Sayfa Metni =
:::::

İstatistikler, Almanya'da kadınların hâlâ aynı işte çalışan erkeklere göre % 20 daha az ücret aldığını, üstelik böylesi şartlarda çalışan kadınların % 58,2'sinin, işyerinde cinsel tacize maruz kaldığını gösteriyor.

Son tartışmayı başlatan ise Hür Demokrat Parti'nin (FDP) Başbakan adayı Rainer Brüderle’ye dair bir röportaj yayımlayan ünlü Stern dergisi oldu.

Almanya'nın en sempatik politikacılarından

67 yaşındaki Rainer Brüderle, aslında Alman siyasetinin en renkli ve sempatik simalarından biri olarak tanınıyor.

Siyasi ortamlarda bile içmekten çekinmediği şarabın etkisinden midir, yoksa temsil ettiği seçim bölgesinin şivesinden midir bilinmez, kelimeleri ağzında geveleyerek konuşmasıyla tanınıyor.

Hatta bu yüzden kimi televizyon yayınlarında verdiği demeçlerin altyazıyla geçilmesini hoş bulacak ve kendisiyle dalga geçen komedi programlarına konuk olacak kadar kendisiyle barışık.

Zaten Brüderle‘yi şimdilerde zora sokan da bu 'halkçı' imajı oldu. Stern dergisinde yaralan röportajda, Brüderle'nin o herkesle haşır neşir, muahebbet adamı hallerinin, kadınlarla ilişkilerinde ciddi sorunlara yol açtığı ifade ediliyor.

Brüderle'yi bir yıl boyunca yakından izleyen ve yaptığı gezilere katılan Stern dergisinin genç kadın muhabiri Laura Himmelreich, kurt politikacının etrafındaki kadınlara yoruma açık, cinsel içerikli laflar etmeyi sevdiğini, olur olmaz bel altı fıkralar anlatıp, şakalar yaptığını yazıyor.

Himmelreich, Brüderle'nin bir gezide kendisine de, "Bu vücut hatlarıyla size Bavyera yöresel kıyafeti de ne güzel yakışır" dediğini anlatıyor.

Bu laf, ilgili röportajın yer aldığı Stern dergisinin son sayısının çıktığı geçen perşembe gününden beri, Almanya'yı birbirine katmış durumda.

Brüderle'nin sözünü ettiği Bayvera yöresel kıyafeti, özellikle göğüs dekoltesini öne çıkaran bir elbise. Bu kıyafetin modern çeşitlemelerini, her yıl Münih'de düzenlenen ve "Oktoberfest" adıyla bilinen bira festivalinde görmek mümkün.

Skandalın patladığı ilk günlerde, 'ünlü politikacı' statüsünü genç bir kadın gazeteciye iltifat kisvesi altında 'cinsel sarkıntılık yapmak amacıyla' kötüye kullanmakla suçlanan Rainer Brüderle, daha sonraki günlerde ise cinsel tacizi 'hoşluk' sayan "geçkin Alman erkeklerinin tipik örneği“ sıfatıyla eleştiri yağmuruna tutuldu.

:::::

Verilen Bilgiler =
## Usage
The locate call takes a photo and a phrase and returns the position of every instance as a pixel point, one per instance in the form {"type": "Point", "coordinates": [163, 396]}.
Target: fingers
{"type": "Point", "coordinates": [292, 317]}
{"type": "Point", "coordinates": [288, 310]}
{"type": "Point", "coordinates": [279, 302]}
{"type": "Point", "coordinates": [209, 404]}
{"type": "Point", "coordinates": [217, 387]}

:::::

Yapılacaklar =
1. Rainer Brüderle hakkındaki metne göre aşağıdaki soruları yanıtlayın:
(a) Almanya'da kadınlar, aynı işte çalışan erkeklere göre yüzde kaç daha az ücret alıyor?
(b) Rainer Brüderle kaç yaşında?
(c) Brüderle'yi bir yıl boyunca yakından izleyen Stern muhabirinin adı nedir?
2. Rainer Brüderle hakkındaki metinde "İstatistikler, Almanya'da kadınların" ile "Stern dergisi oldu." arasındaki bölümü, bu iki ifade de dahil olmak üzere kelimesi kelimesine aktarın.
3. Rainer Brüderle hakkındaki metni, son cümlesinden sonra gelecek şekilde sürdürün.

Alıştırma Yanıtları =
1.
(a) % 20
(b) 67
(c) Laura Himmelreich

2.
İstatistikler, Almanya'da kadınların hâlâ aynı işte çalışan erkeklere göre % 20 daha az ücret aldığını, üstelik böylesi şartlarda çalışan kadınların % 58,2'sinin, işyerinde cinsel tacize maruz kaldığını gösteriyor.

Son tartışmayı başlatan ise Hür Demokrat Parti'nin (FDP) Başbakan adayı Rainer Brüderle’ye dair bir röportaj yayımlayan ünlü Stern dergisi oldu.

3.
Kadın gazeteciler ağzını açtı

Sözkonusu eleştirilerin televizyon haberlerine de girmeye başlamasıyla, bu defa da Alman sanal aleminde, özellikle de Twitter'da fırtına koptu.

Bu fırtınayla birlikte, Almanya'da kadınların hemen her ortamda erkeklerin cinsel tacizine maruz kaldıkları ortaya çıktı.

Alman kamuoyunun bu kadar sarsılmasının kuşkusuz en önemli nedeni, ülkenin şimdiye kadar hem içerde hem dışarda 'cinsel taciz' sorununu çoktan aşmış bir görüntü vermesiydi.

Oysa hem yazılı ve görsel medyada, hem de sosyal medyada yaşadıklarını anlatmaya başlayan her yaştan ve her kesimden kadınlar, durumun hiç de öyle olmadığını en keskin örnekleriyle aktarıyor.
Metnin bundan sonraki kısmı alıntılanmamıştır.